What is expected: Only the lines from the one with "-- a row prints like pixel 515 328" through the end of the data are wanted, copied exactly.

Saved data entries

⟨

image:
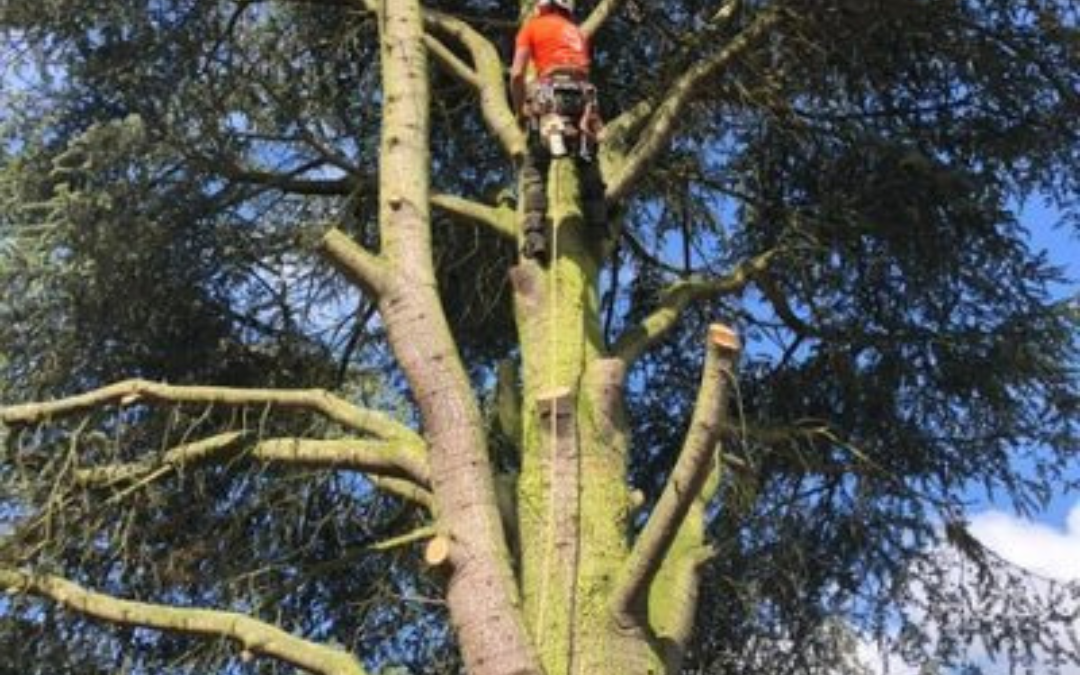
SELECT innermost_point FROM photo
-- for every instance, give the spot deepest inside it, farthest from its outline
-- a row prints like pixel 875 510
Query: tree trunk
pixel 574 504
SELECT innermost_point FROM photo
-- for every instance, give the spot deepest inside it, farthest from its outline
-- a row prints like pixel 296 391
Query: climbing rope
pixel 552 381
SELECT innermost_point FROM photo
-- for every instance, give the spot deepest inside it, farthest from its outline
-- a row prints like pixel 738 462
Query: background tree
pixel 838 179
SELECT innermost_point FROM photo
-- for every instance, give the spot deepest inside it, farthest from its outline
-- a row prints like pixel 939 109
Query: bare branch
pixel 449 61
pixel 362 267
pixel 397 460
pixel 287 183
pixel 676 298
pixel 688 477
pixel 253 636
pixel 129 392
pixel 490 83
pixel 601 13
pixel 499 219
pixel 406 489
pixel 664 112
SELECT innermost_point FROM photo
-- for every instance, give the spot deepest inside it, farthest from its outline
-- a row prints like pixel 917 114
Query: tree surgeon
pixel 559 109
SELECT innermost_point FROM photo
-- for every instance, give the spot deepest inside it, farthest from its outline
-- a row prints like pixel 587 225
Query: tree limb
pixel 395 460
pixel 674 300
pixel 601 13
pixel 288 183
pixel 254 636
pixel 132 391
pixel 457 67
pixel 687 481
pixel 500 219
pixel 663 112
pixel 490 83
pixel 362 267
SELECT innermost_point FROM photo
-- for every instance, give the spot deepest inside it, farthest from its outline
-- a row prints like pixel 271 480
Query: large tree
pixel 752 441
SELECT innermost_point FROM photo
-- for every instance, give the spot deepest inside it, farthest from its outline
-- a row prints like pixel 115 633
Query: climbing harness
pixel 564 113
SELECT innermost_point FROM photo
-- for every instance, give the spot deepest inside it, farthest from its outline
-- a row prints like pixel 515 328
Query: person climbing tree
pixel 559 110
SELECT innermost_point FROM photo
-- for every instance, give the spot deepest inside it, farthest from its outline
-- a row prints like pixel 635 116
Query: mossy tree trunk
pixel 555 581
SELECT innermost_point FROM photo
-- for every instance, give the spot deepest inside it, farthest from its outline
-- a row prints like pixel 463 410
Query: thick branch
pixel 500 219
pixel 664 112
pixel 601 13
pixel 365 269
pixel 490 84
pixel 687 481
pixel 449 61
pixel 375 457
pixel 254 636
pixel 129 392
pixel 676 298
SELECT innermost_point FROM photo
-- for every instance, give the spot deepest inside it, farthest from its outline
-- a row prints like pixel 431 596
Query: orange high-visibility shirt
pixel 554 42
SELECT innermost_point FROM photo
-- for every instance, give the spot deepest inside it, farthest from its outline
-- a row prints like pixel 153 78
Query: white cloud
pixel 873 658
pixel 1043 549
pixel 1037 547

⟩

Solution to the problem:
-- a row prints like pixel 515 328
Query: person climbing tree
pixel 559 110
SELECT innermost_point FROM photo
-- for every instance, give the spot deepest inside it, farthest from its outline
-- a row prints like pixel 635 116
Query: mossy tree trunk
pixel 555 581
SELECT innermost_point FROM photo
-- for every instance, give the spot deepest inside it, farthest from its outline
-- a row prints like pixel 463 410
Query: thick branch
pixel 500 219
pixel 664 112
pixel 601 13
pixel 365 269
pixel 490 84
pixel 687 481
pixel 449 61
pixel 375 457
pixel 254 636
pixel 129 392
pixel 676 298
SELECT innermost_point FROM photo
-- for every instance, give the spot deepest inside it, farthest from its outline
-- a row prints like pixel 431 596
Query: orange high-visibility shirt
pixel 554 42
SELECT innermost_point FROM photo
-- for every instance, give the spot deepest inside it, farthest from its outline
-- a row prints like pixel 153 78
Query: white cloud
pixel 873 658
pixel 1043 549
pixel 1037 547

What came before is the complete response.